Debe ser, por lo tanto, abiertamente confesado, y sin abreviación alguna, que la justificación no ocurre cuando nos volvemos conscientes de ella, sino que, por el contrario, nuestra justificación ya ha sido decidida desde la eternidad en el tribunal sagrado de nuestro Dios.

Hay, indudablemente, un momento en nuestra vida cuando por primera vez la justificación es publicada a nuestra conciencia; pero seamos cuidadosos en distinguir a la justificación misma de su publicación. Nuestro nombre fue seleccionado y aplicado a nosotros mucho antes de que nosotros, con clara conciencia, lo conocimos como nuestro nombre; y aunque hubo un momento en que se volvió una viva realidad para nosotros y fue llamado por primera vez en el oído de nuestra conciencia, ningún hombre sería tan necio de imaginar que fue entonces cuando en realidad recibió ese nombre.
____________________
● Problema breve 1: Reescribe el texto sobre la justificación desde "Debe ser, por" hasta "recibió ese nombre.", cambiando "conciencia" por "mente".

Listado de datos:
____________________
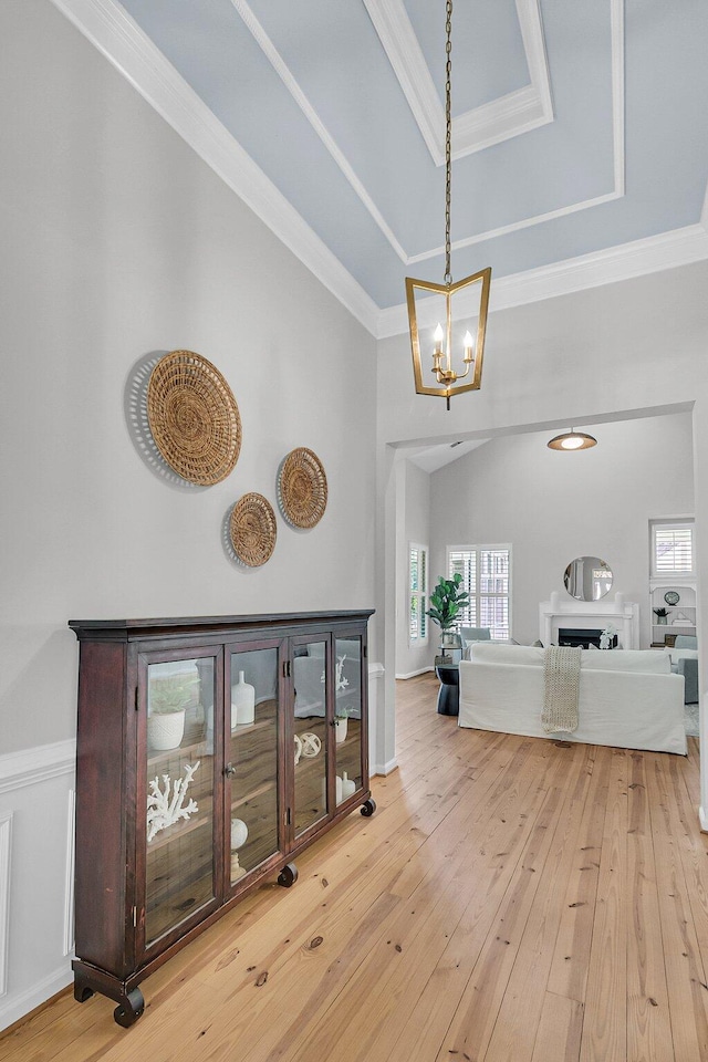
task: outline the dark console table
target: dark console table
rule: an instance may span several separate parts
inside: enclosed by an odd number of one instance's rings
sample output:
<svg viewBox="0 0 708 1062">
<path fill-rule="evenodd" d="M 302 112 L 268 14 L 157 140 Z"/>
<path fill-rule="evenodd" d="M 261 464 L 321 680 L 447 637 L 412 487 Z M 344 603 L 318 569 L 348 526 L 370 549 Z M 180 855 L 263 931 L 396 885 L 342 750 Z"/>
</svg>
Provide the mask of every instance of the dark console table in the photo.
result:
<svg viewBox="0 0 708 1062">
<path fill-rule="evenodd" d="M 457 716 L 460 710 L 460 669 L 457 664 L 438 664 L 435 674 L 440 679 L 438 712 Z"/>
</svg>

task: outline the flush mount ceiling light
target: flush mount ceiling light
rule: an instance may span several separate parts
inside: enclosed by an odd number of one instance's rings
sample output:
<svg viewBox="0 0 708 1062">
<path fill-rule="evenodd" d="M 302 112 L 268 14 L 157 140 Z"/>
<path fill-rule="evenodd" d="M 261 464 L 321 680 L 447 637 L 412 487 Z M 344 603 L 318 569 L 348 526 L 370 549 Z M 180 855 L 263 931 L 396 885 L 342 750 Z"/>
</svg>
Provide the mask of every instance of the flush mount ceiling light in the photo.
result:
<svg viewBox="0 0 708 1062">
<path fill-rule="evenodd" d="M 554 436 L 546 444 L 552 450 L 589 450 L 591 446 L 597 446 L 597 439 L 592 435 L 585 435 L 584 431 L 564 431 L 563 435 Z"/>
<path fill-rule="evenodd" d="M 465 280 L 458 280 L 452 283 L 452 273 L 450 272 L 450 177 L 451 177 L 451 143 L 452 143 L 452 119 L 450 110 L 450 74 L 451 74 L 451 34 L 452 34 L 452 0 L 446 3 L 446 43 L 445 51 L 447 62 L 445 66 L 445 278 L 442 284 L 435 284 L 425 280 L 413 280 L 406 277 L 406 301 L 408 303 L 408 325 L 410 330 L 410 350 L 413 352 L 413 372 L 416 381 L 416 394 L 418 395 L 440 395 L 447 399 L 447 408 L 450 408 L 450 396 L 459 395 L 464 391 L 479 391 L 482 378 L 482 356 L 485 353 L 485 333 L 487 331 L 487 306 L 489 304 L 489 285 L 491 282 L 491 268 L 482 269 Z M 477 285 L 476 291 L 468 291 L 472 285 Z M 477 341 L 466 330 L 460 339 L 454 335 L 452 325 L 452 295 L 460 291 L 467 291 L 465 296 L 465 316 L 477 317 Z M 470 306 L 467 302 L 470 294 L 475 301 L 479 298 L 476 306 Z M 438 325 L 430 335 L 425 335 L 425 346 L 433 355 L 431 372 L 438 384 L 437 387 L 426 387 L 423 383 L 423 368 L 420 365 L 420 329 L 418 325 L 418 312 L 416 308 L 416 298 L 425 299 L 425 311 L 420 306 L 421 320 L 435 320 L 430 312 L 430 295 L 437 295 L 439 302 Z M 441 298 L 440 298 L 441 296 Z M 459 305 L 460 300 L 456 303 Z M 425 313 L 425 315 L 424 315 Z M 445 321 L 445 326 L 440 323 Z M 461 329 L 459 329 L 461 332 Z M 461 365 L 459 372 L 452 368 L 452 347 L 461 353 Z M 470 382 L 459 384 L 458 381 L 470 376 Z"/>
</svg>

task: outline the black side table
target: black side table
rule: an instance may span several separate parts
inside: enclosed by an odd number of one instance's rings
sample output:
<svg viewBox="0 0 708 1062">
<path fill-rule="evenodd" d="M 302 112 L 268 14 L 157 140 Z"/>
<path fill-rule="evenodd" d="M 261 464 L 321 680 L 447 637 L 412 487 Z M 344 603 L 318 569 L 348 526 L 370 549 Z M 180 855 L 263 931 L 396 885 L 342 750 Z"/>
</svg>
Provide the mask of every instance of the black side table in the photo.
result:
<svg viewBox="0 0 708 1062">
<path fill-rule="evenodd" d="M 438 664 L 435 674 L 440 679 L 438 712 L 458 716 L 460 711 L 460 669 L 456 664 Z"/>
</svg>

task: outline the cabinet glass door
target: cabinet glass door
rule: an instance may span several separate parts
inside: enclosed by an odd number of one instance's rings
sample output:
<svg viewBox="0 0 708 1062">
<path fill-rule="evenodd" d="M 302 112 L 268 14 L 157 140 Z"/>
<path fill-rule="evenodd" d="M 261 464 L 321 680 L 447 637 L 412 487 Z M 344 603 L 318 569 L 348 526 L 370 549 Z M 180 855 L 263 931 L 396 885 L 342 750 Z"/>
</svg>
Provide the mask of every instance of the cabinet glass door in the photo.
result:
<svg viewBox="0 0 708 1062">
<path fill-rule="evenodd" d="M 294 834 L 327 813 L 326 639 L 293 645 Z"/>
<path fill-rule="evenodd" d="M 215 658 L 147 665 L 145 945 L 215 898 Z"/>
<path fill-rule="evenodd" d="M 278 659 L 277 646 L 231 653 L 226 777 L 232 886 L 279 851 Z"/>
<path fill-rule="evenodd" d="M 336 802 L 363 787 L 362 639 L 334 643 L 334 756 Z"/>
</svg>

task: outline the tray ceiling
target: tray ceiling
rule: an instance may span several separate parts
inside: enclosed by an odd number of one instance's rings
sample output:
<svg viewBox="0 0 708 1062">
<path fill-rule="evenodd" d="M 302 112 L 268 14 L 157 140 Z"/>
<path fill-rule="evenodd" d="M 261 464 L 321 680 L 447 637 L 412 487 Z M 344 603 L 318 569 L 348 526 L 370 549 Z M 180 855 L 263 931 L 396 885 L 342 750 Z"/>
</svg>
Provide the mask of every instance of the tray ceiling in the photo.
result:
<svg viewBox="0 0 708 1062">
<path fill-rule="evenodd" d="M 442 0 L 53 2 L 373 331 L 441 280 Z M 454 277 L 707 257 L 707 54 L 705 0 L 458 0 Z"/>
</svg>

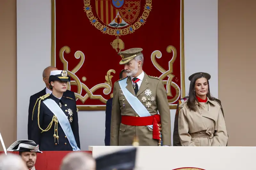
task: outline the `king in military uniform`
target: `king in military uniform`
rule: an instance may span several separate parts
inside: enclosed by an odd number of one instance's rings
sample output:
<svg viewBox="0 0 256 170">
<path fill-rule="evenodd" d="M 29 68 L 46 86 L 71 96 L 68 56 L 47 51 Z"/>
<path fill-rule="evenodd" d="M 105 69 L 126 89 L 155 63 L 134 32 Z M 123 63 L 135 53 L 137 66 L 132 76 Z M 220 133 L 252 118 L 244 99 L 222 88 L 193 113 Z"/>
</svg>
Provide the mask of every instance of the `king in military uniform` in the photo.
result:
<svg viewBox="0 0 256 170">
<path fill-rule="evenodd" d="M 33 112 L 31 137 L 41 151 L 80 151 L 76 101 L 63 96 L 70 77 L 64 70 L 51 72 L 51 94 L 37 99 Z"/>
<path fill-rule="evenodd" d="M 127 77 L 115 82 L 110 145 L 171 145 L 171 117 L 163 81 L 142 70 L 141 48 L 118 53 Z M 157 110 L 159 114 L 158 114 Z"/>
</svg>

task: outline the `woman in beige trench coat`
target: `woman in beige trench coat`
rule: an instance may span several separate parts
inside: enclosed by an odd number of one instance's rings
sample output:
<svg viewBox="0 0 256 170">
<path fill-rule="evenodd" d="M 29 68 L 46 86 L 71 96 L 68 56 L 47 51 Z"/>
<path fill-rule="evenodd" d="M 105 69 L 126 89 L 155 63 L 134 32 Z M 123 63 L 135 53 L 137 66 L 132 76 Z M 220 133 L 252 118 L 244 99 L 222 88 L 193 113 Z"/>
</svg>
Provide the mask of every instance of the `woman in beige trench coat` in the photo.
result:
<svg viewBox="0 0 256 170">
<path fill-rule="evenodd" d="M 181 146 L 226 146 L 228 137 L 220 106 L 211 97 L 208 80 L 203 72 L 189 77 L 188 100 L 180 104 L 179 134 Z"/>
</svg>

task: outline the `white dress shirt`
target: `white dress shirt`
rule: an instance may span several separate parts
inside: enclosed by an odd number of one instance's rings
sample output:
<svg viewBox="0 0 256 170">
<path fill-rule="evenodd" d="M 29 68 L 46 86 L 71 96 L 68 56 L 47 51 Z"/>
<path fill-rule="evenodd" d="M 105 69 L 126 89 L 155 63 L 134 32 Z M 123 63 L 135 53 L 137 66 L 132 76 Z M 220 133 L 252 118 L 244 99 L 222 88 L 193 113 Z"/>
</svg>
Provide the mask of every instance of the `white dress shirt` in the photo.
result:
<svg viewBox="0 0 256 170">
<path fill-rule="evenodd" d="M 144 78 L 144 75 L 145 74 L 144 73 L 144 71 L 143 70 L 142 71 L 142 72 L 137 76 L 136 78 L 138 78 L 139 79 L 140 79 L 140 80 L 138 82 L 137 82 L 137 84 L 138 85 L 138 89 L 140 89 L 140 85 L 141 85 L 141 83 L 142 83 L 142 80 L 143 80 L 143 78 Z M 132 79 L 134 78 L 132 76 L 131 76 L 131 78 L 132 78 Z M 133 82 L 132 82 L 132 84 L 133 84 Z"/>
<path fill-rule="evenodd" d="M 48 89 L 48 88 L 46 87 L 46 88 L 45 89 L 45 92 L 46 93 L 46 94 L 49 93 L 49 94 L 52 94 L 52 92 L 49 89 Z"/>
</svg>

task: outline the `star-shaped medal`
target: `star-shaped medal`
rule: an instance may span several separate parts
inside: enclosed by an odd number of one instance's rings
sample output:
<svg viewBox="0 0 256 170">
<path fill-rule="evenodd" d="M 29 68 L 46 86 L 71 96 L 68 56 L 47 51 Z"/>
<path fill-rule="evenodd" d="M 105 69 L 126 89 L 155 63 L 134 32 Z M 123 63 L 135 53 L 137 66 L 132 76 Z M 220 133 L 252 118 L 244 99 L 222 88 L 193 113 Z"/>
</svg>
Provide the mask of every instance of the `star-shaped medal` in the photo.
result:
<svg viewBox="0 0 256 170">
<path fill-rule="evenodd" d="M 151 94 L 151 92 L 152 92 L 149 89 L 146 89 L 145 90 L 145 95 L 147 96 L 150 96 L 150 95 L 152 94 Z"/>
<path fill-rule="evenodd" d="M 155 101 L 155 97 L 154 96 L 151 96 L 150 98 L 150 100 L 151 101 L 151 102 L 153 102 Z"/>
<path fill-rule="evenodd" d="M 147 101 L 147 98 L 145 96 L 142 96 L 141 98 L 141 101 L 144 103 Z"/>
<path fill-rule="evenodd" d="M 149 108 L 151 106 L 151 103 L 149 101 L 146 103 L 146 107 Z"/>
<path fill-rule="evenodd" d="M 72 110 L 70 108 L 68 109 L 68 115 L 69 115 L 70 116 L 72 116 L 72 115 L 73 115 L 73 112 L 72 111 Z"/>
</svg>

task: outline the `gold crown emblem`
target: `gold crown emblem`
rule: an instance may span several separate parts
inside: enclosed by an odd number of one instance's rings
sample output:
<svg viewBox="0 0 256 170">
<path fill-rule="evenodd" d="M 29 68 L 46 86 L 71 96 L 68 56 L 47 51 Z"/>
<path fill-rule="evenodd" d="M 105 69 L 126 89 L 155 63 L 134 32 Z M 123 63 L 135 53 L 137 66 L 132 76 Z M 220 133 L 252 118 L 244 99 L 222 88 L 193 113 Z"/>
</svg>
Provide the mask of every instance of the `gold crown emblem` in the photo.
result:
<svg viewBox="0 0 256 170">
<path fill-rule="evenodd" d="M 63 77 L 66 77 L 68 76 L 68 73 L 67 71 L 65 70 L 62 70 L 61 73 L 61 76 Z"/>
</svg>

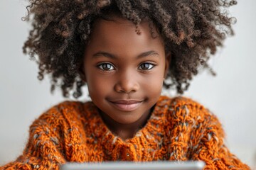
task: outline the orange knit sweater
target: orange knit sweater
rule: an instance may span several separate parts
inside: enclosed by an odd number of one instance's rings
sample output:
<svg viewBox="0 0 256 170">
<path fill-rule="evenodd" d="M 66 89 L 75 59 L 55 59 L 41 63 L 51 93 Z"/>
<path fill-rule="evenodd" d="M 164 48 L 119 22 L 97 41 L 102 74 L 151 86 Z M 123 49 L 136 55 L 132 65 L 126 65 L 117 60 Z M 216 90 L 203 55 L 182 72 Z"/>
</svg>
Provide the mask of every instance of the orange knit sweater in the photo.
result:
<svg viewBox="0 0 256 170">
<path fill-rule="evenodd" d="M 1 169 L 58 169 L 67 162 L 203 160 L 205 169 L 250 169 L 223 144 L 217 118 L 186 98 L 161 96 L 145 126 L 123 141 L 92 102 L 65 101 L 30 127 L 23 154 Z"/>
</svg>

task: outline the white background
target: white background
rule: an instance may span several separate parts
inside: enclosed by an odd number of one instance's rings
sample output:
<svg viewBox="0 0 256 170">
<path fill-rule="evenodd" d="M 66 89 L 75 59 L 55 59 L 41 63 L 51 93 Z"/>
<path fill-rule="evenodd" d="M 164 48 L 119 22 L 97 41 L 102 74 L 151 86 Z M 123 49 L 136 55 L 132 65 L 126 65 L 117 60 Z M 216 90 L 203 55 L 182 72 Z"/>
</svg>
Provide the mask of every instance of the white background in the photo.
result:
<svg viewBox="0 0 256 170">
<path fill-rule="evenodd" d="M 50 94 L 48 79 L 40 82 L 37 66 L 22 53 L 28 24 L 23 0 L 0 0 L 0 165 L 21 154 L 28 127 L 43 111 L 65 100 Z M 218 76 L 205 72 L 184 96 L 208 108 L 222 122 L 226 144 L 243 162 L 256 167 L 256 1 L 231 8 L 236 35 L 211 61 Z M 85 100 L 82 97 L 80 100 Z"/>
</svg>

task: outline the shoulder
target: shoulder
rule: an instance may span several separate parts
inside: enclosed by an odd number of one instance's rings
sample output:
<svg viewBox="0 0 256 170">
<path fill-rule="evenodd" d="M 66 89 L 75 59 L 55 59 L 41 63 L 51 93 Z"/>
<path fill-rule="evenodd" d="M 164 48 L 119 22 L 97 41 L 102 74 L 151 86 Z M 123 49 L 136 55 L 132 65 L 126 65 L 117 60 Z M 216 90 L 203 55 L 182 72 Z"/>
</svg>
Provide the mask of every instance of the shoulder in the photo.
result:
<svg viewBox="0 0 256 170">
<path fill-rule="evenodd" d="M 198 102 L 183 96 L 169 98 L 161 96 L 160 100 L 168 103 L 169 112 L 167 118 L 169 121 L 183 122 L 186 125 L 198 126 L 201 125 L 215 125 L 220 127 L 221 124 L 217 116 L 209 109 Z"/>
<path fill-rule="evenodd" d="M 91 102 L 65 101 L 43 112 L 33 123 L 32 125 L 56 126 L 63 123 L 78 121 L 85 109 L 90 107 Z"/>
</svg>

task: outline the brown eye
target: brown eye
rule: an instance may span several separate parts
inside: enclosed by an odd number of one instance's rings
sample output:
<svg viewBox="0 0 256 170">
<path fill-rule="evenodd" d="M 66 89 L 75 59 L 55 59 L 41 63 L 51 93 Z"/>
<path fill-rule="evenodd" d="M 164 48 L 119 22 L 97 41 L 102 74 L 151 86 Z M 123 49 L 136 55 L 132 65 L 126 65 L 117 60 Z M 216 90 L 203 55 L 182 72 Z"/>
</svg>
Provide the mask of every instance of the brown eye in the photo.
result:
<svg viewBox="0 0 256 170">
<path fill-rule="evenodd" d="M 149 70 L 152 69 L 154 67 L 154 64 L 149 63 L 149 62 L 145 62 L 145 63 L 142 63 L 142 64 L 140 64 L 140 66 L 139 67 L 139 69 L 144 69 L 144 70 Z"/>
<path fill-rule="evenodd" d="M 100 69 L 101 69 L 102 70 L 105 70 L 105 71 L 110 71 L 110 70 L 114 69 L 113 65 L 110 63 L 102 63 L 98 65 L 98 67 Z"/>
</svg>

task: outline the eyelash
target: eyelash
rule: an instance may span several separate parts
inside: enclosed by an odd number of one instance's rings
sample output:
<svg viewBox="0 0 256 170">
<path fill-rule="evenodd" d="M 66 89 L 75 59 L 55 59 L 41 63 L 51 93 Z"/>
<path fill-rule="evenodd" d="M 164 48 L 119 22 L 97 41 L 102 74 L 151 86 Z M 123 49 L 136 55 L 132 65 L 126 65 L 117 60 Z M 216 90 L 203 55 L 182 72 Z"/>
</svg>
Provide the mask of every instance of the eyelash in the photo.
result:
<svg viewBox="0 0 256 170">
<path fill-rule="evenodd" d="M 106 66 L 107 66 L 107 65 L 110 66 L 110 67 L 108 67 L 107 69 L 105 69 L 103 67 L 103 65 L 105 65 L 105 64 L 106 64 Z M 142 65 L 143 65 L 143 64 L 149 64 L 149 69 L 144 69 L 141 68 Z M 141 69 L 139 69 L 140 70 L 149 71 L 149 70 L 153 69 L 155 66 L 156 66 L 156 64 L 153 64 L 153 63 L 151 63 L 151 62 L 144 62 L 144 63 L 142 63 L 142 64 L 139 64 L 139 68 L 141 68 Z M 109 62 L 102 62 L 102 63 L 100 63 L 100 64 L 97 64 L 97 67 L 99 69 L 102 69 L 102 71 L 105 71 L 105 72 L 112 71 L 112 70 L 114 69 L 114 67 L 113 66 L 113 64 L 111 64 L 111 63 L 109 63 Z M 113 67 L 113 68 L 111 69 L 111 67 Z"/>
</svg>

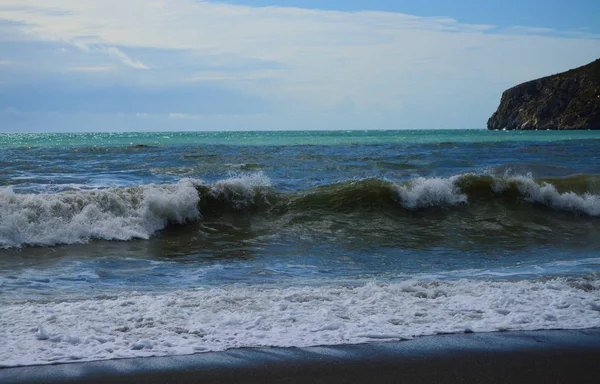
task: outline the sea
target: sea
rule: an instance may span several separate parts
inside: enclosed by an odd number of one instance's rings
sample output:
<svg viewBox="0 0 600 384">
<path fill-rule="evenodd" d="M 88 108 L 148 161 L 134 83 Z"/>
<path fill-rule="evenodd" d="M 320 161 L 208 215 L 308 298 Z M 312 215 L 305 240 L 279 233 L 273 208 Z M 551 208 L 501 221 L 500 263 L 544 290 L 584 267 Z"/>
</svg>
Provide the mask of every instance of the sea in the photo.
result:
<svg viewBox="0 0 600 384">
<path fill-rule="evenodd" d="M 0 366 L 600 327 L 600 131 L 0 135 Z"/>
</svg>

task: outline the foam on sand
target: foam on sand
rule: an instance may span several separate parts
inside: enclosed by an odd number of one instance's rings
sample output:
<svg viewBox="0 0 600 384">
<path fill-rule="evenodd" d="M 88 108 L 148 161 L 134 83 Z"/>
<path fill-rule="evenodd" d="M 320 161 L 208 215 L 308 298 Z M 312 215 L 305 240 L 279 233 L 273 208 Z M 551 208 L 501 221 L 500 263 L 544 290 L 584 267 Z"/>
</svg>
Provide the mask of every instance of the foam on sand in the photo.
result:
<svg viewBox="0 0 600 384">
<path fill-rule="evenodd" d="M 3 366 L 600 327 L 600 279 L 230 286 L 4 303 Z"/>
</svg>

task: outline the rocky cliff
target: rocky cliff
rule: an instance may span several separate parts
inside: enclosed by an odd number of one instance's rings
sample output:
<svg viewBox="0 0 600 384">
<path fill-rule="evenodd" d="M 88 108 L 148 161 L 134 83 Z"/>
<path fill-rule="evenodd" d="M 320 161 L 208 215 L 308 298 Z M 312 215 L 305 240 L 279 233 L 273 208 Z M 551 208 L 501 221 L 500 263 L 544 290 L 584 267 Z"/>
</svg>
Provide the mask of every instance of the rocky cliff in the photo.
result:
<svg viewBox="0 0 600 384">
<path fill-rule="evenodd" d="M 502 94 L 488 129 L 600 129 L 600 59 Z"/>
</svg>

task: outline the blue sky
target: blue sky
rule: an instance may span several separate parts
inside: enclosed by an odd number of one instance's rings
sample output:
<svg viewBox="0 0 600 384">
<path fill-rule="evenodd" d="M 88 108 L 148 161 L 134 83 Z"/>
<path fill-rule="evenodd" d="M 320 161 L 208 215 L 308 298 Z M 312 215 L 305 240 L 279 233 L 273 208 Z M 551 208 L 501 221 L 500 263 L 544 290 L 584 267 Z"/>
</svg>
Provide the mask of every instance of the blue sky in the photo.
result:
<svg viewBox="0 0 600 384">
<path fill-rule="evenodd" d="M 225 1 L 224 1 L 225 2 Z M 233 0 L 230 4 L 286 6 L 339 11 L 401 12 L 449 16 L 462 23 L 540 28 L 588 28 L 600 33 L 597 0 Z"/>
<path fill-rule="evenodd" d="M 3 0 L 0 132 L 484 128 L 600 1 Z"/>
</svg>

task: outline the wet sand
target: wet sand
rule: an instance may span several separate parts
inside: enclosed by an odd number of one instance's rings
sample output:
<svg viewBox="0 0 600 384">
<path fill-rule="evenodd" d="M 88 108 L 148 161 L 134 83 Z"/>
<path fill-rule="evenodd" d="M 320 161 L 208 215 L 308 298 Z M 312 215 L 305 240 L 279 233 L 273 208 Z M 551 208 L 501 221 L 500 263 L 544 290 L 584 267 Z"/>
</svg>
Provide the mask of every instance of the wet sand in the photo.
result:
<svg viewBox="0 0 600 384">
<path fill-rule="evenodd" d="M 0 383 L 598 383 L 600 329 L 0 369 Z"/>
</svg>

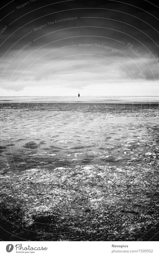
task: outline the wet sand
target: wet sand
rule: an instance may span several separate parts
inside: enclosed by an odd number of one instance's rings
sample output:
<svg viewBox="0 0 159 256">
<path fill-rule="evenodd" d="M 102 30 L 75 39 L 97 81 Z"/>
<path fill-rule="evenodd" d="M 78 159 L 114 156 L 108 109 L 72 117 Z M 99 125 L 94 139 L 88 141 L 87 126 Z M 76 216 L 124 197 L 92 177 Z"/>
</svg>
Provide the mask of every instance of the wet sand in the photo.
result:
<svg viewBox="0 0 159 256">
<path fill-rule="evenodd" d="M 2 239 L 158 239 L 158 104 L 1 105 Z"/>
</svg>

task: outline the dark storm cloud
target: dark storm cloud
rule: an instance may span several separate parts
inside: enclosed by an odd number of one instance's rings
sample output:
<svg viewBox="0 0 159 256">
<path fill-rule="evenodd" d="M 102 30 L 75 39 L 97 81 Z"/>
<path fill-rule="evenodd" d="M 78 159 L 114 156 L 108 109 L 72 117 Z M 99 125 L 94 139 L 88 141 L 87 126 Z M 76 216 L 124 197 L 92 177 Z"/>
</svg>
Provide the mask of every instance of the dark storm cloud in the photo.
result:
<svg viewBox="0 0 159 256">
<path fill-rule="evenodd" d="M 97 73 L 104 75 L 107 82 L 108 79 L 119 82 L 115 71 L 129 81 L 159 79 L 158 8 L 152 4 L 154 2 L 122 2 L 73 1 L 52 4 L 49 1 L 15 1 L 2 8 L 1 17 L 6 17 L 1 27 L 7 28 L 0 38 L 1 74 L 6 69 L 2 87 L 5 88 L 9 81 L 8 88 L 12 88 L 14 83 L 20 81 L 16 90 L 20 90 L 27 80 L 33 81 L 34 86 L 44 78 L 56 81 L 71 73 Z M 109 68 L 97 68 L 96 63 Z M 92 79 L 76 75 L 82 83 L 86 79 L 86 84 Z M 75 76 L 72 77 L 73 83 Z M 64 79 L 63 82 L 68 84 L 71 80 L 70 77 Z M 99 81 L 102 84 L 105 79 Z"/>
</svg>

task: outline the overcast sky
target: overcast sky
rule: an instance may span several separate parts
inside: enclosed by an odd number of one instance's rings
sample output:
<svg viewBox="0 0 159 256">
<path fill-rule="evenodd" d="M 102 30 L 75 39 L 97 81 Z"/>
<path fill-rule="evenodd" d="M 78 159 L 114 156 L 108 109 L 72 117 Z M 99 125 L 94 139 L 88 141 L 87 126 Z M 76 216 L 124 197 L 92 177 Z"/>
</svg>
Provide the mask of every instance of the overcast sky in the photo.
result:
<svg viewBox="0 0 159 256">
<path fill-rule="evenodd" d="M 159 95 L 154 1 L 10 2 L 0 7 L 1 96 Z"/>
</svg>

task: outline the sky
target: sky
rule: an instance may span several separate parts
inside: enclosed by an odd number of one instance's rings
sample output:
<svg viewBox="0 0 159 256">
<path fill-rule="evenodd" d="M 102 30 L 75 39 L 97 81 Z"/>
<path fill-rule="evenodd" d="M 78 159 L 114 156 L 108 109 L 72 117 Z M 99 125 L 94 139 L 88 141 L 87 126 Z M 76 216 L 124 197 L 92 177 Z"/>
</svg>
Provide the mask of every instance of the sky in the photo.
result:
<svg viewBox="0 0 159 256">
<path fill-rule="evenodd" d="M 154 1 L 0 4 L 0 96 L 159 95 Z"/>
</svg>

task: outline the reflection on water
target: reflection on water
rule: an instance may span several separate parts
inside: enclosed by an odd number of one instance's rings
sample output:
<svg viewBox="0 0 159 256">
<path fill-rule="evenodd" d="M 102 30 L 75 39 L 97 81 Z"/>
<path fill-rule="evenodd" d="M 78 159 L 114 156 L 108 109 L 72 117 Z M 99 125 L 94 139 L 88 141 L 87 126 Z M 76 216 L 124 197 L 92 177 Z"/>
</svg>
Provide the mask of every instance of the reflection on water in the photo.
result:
____________________
● Problema breve 2: Presenta como tabla Markdown las líneas de los registros desde la que contiene "task: outline the flush mount ceiling light" hasta la que contiene "554 436 L 546", ambas incluidas, omitiendo las líneas en blanco. Usa una columna "Fila" con el número de fila y otra "Línea" con el texto de cada línea.

● Resultado del ejercicio 1:
Debe ser, por lo tanto, abiertamente confesado, y sin abreviación alguna, que la justificación no ocurre cuando nos volvemos conscientes de ella, sino que, por el contrario, nuestra justificación ya ha sido decidida desde la eternidad en el tribunal sagrado de nuestro Dios.

Hay, indudablemente, un momento en nuestra vida cuando por primera vez la justificación es publicada a nuestra mente; pero seamos cuidadosos en distinguir a la justificación misma de su publicación. Nuestro nombre fue seleccionado y aplicado a nosotros mucho antes de que nosotros, con clara mente, lo conocimos como nuestro nombre; y aunque hubo un momento en que se volvió una viva realidad para nosotros y fue llamado por primera vez en el oído de nuestra mente, ningún hombre sería tan necio de imaginar que fue entonces cuando en realidad recibió ese nombre.

● Resultado del ejercicio 2:
| Fila | Línea |
|---|---|
| 1 | task: outline the flush mount ceiling light |
| 2 | target: flush mount ceiling light |
| 3 | rule: an instance may span several separate parts |
| 4 | inside: enclosed by an odd number of one instance's rings |
| 5 | sample output: |
| 6 | <svg viewBox="0 0 708 1062"> |
| 7 | <path fill-rule="evenodd" d="M 302 112 L 268 14 L 157 140 Z"/> |
| 8 | <path fill-rule="evenodd" d="M 261 464 L 321 680 L 447 637 L 412 487 Z M 344 603 L 318 569 L 348 526 L 370 549 Z M 180 855 L 263 931 L 396 885 L 342 750 Z"/> |
| 9 | </svg> |
| 10 | Provide the mask of every instance of the flush mount ceiling light in the photo. |
| 11 | result: |
| 12 | <svg viewBox="0 0 708 1062"> |
| 13 | <path fill-rule="evenodd" d="M 554 436 L 546 444 L 552 450 L 589 450 L 591 446 L 597 446 L 597 439 L 592 435 L 585 435 L 584 431 L 564 431 L 563 435 Z"/> |